# Flat roof confused! Shoud i be removing old tar ..



## Talos4 (Aug 10, 2006)

If indeed there are many layers of roofing on it. 

Tear it off down to the structural decking. 

Covering an old roof with aluminum coating is just painting it. That type of coating is NOT meant to be a waterproofing solution.

Makes it nice and shiny, that's about it. 



> I want to have the old crap to be removed, and put new roofing. But a couple of companies tell me there is no need for that and they can just do a torch down on top of existing roof. Another company claims that the just do an aluminum coating on top of existing stuff and that would do the job. Both companies claim that it is very uncommon to remove the old stuff and unnecessary.


The key here is YOU want the old roofing removed. AND you should. 

I wouldn't bother contacting either of those companies. (jacklegs) No experience, inadequate equipment, tailight warranty.

IT IS VERY COMMON to remove the existing and in many cases it IS necessary. If the roof has leaked in the past there is moisture trapped in the roofing materials. It won't dry out. EVER. 

A torch over just covers the roof with another layer. And it will only perform as good as the roofing it's covering. If the existing is deteriorated the new layer will fail sooner rather than later. 

As far as cost, it depends. 

Without seeing it it's hard to say.

How much existing roofing is there, Thickness/layers? 
Decking in good/poor shape?
Is it going to be insulated? 
What type materials are going back on.

## Given data:
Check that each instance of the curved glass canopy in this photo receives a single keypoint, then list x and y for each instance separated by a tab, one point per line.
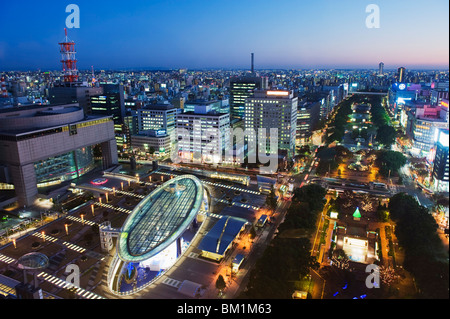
160	218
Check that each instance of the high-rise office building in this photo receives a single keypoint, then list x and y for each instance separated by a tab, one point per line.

## What you should do:
Continue the forum thread about removing old flat roofing, starting right after its last line.

## Response:
If this is your home, why would you want cheap?


----------



## redline (Mar 5, 2006)

remove old roof.


----------



## switchex (Dec 4, 2006)

thanks all for the reply .. so what does it take to remove the old roof? Do you just pick a corner and try to scrap it off with a scraper or something? Again, i hear different things from different roofers .. one guy told me it will take 3 4 days .. another guy claims he can remove in one day and re-roof the same day .. and one told me they have to use a special machine to scrape strips at a time .. is there really a special machine for this purpose? I doubt it ..

Also, when u talk about decking, Do u mean the 4x8 sheet of plywood? because this old house does not have plywood .. Instead, there are long planks of wood that are sitting on rafters .. is that also called a decking? If any one of them are damaged, do they remove an replace with ply wood or do they replace with planks of wood .. 

I need to know as much as possible before to select a proper roofer who will not rip me off .. 

Thanks again.


----------



## AaronB (Jan 29, 2005)

switchex said:


> thanks all for the reply .. so what does it take to remove the old roof? Do you just pick a corner and try to scrap it off with a scraper or something? Again, i hear different things from different roofers .. one guy told me it will take 3 4 days .. another guy claims he can remove in one day and re-roof the same day .. and one told me they have to use a special machine to scrape strips at a time .. is there really a special machine for this purpose? I doubt it ..
> 
> Also, when u talk about decking, Do u mean the 4x8 sheet of plywood? because this old house does not have plywood .. Instead, there are long planks of wood that are sitting on rafters .. is that also called a decking? If any one of them are damaged, do they remove an replace with ply wood or do they replace with planks of wood ..
> 
> ...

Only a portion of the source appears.